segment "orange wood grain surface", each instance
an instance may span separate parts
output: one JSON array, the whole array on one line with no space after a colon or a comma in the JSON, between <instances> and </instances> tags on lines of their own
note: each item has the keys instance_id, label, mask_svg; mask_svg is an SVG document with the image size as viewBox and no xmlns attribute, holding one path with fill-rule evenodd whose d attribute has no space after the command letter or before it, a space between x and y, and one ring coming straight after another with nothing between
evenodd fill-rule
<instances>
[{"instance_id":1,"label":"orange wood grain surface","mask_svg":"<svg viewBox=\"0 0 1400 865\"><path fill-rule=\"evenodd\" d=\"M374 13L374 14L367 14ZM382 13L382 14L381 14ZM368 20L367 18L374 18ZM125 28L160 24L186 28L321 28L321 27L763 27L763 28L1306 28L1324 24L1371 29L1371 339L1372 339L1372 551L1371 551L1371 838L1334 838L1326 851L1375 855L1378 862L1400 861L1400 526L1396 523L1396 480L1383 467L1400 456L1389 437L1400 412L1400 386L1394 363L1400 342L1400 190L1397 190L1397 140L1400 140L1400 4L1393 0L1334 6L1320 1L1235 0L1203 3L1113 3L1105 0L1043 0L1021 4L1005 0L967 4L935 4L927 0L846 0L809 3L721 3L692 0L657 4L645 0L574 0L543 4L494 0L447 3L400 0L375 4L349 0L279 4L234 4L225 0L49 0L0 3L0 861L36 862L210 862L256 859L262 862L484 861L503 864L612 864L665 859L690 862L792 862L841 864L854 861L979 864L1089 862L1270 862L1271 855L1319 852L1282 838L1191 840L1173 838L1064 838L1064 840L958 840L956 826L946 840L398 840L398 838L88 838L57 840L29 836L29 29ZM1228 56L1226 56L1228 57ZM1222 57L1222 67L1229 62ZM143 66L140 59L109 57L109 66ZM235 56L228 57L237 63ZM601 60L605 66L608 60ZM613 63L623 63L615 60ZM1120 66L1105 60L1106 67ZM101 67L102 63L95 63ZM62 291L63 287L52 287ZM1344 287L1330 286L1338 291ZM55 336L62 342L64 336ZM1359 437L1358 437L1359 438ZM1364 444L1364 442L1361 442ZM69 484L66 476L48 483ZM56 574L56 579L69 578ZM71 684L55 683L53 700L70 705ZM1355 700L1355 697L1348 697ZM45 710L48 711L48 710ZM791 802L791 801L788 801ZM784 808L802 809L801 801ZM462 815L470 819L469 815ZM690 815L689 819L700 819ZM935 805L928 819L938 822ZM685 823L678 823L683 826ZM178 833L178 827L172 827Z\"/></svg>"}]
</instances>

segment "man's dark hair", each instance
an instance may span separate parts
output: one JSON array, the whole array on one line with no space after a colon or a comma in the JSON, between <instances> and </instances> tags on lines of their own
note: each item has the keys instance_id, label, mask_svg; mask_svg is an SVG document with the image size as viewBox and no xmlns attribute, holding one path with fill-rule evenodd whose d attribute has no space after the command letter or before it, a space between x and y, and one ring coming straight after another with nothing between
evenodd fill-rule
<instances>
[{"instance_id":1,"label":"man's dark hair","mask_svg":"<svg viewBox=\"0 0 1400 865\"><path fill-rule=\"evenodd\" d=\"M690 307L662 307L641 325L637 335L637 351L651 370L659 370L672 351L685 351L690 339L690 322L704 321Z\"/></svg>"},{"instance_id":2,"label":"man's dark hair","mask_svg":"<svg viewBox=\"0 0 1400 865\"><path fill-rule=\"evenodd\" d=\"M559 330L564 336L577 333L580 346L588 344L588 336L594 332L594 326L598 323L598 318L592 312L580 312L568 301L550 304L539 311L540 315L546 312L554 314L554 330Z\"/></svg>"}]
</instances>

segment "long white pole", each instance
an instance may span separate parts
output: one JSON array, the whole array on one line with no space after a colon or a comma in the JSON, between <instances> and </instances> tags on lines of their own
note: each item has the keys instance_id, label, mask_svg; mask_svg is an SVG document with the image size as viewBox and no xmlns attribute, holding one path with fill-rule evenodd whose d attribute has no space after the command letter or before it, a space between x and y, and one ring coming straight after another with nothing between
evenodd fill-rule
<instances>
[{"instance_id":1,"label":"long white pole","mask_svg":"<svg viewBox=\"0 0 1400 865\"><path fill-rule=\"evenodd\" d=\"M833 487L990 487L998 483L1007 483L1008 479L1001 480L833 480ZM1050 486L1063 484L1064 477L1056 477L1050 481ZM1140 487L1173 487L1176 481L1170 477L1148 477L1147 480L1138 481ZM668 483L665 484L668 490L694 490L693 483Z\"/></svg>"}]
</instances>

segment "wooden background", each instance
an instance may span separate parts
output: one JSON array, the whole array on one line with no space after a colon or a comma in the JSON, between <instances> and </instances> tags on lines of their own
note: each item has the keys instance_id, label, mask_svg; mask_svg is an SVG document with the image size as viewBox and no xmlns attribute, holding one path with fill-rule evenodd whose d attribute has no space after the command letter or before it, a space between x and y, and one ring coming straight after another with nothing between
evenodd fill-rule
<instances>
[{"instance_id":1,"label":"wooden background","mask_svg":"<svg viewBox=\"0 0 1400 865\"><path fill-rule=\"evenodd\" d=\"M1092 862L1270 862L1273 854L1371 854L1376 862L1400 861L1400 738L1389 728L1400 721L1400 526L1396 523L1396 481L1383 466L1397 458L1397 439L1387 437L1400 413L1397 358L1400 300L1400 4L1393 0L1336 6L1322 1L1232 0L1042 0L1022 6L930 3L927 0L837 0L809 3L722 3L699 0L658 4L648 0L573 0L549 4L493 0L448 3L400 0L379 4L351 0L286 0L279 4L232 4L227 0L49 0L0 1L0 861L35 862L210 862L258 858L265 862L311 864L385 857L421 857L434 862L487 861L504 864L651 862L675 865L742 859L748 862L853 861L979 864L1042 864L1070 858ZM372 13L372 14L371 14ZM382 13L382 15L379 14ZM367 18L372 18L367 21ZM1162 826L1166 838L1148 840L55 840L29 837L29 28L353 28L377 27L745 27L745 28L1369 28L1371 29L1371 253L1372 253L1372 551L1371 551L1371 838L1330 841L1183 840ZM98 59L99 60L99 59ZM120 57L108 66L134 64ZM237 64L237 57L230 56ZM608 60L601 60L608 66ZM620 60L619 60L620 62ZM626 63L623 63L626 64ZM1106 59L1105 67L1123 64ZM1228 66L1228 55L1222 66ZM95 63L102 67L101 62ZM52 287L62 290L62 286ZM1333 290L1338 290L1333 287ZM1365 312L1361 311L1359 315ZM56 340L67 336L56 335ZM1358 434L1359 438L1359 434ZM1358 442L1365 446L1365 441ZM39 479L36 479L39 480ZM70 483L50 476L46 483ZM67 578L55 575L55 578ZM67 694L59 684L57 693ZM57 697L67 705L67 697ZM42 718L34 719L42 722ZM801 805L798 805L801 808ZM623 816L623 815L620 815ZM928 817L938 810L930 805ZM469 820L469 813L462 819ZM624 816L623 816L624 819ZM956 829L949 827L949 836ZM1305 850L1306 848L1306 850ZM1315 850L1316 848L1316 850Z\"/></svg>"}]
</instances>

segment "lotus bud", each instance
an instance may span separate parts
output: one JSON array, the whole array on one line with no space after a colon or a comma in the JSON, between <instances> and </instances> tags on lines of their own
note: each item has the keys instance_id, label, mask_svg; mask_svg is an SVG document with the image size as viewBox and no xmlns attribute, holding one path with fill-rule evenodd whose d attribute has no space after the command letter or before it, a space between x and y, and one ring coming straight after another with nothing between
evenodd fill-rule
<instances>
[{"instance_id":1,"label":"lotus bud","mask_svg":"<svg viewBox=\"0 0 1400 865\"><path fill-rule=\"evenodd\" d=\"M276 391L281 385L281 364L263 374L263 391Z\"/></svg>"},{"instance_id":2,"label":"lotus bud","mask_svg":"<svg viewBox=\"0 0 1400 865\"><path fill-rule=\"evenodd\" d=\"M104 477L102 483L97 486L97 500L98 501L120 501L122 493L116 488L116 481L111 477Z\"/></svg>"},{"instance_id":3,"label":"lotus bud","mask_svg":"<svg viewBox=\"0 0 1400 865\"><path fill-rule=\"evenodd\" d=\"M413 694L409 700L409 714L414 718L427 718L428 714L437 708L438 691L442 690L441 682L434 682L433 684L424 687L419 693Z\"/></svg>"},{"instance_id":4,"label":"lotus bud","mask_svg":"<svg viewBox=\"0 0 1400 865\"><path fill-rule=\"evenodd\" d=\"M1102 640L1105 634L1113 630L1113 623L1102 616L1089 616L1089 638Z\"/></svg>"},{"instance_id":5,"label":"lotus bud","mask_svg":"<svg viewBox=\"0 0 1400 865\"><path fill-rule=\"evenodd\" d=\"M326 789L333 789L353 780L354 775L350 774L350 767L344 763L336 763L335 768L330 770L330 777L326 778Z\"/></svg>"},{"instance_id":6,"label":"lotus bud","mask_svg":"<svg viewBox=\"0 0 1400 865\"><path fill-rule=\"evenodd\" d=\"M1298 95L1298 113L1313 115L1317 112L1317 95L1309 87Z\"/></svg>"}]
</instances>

# # # # # # #

**Objective**
Copy out every line of the rows above that contains the string "hair". Case counts.

**Response to the exercise**
segment "man's dark hair", each instance
[{"instance_id":1,"label":"man's dark hair","mask_svg":"<svg viewBox=\"0 0 1400 865\"><path fill-rule=\"evenodd\" d=\"M690 307L662 307L641 325L637 335L637 351L651 370L659 370L672 351L685 351L690 339L690 322L704 321Z\"/></svg>"},{"instance_id":2,"label":"man's dark hair","mask_svg":"<svg viewBox=\"0 0 1400 865\"><path fill-rule=\"evenodd\" d=\"M559 330L564 336L577 333L580 346L588 344L588 336L594 332L594 326L598 323L598 318L592 312L580 312L568 301L550 304L539 311L540 315L546 312L554 314L554 330Z\"/></svg>"}]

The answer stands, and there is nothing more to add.